Your tasks:
1. Can you update the passage in the bridal shop article that opens with "4. Don’t forget" and closes with "takes care of.", giving it again with "honeymoon" changed to "reception"?
2. Could you go on with the bridal shop article from its last line?

Extract to read:
3. Don’t underestimate the phone. When a bride e-mails L&H Bridal in Philadelphia, if she includes a phone number, the store will call her prior to e-mailing her back.
    “It’s more personable,” says business manager Anthony Ciotti. “Making that phone call is just starting that connection.”
    But not all phone calls are created equal.
    Ciotti spent months searching for the right employee for this job “and we got someone with a great personality and she shines on the phone,” he says. “She has brides’ e-mail addresses and could contact them 10 times faster online, but it’s not the same; it’s just not personal. If a bride gets a phone call, she knows we took the time and called her.”
    The worst-case scenario, he says, is the store leaves the bride with good feelings about it, even if she goes elsewhere for her gown.
    Anyone working in a bridal store has to always keep forefront in his or her mind that this is the bride’s big moment.
    “Even for people who aren’t into weddings, they’re hoping this is the only time in their life they’re going to get married, and it should be all about them,” Ciotti says. “They should feel special.”
    And that’s why he searched for months for the right person for his phone calls (she’s a jack-of-all-trades in the store really). This employee is also usually the first person customers meet as they enter L&H Bridal.
    “It’s a very important job,” Ciotti says. “It was a very specific person we were looking for and we’ll never let her go.”
    Bridget Nussie Moore, owner of K&B Bridals in Bel Air, Md., also prefers to use the phone in lieu of e-mail.
    “We like to say congratulations by phone and thank you for reaching out and we’re excited to help you out and how can we work with you?” Moore says. “I feel like e-mails just inundate women’s inboxes so phone calls are much more personal.”
    If no one answers, someone from the store leaves a voice mail, she says, which is less likely to be deleted than an e-mail.
    Pick your employees carefully, says Debbie Williams, co-founder and chief content officer at Sprout Content in Denver, a marketing agency that helps businesses create more meaningful connections with their customers.
    Since you’re working in the bridal industry with clients mostly in their 20s and 30s, try to have employees of the same generation. This way, she says, customers feel they are well understood by someone who may have been in their shoes fairly recently. And, she adds, the employee can also make recommendations based on her recent experiences.
    “People don’t want to be sold to; they want to be helped,” she says.

4. Don’t forget others in the bridal party. A bride may be the axis around which a wedding spins, but other people are involved too. Most notably, the groom.
    In general (grooms) are not as emotional, says Bridal Connections’ Vasquez, though she and her employees do try to draw grooms into conversation about their experience and their role, especially the honeymoon, which the groom often takes care of.
    “Connecting with him reinforces their combined experience,” Vasquez says.
    Rushing says she welcomes as many family members as a bride chooses to bring with her to the store.
    “We immediately ask everyone what their name is and what their role is going to be at the wedding,” she says. “We make them part of the process and ask constantly for their opinions.”
    Humor is also a handy tool to connect to fathers, who can become very emotional seeing their little girl grown up in a wedding dress. Rushing will use lines like “Come on dad, let’s go shopping. I’m sure your your daughter brought you here because you have the wallet right?’
    “That’s when they get more comfortable,” she says, “that’s how we connect with dad.”

Source data:
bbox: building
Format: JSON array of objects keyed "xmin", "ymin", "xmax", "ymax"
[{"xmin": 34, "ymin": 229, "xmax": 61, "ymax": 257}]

Results by task:
1.
4. Don’t forget others in the bridal party. A bride may be the axis around which a wedding spins, but other people are involved too. Most notably, the groom.
    In general (grooms) are not as emotional, says Bridal Connections’ Vasquez, though she and her employees do try to draw grooms into conversation about their experience and their role, especially the reception, which the groom often takes care of.

2.
    It doesn’t stop there, either. Many fathers stop by to pick up gowns before a wedding, she says, and at that point she or an employee will give him a pep talk for the big day
    And being there on the wedding day also means she and her employees can help parents and other members of the bridal party, all of whom – especially the parents – may be feeling nervous.
    “These are life moments I don’t take for granted,” she says. “I often escort parents to the wedding and tell them what a great achievement it is to walk your kids down the aisle. We really become part of their big day and we love it; it never gets old.”


 

Technology: The Upside

Technology’s not all bad. In fact, it has some key benefits.
    For starters, it’s convenient and helps you quickly communicate important messages. That’s crucial because customers needs to know you’re a resource for and are vested in them, and that you don’t just view them as a sales opportunity, says Debbie Williams, co-founder and chief content officer of Sprout Content in Denver.
    So, even though it entails technology, offer to send brides some resources before they come into your store, Williams suggests. You can e-mail them useful links or e-books about planning a wedding or trends in rings.
    Researching the customer beforehand – checking out her Pinterest page for example – and then sending advice tailored to her is another effective way to show you care.
    “It means the store is becoming a resource,” Williams says. “No one wants to be sold to; they want to feel like they’re working with an expert in the industry.”
    It also behooves retailers, she adds, to have plenty of relationships with others in the industry who can be recommend to brides.
    Also “don’t discount e-mail; it can be a powerful connection builder,” says Steve Smith, partner at Firehouse, an advertising agency in Dallas. “But, you really have to think about your content strategy. Brides-to-be are overwhelmed with information. Think about the role you play in her planning and her event, and provide content that will make some part of that easier or better.”
    Conversely, he says, don’t inundate a bride with content she’s getting elsewhere and will not value. For example, if you’re a dress shop, content might be sharing trends in accessorizing, or tips on transporting or storing dresses. Relevance and utility creates value and builds relationships.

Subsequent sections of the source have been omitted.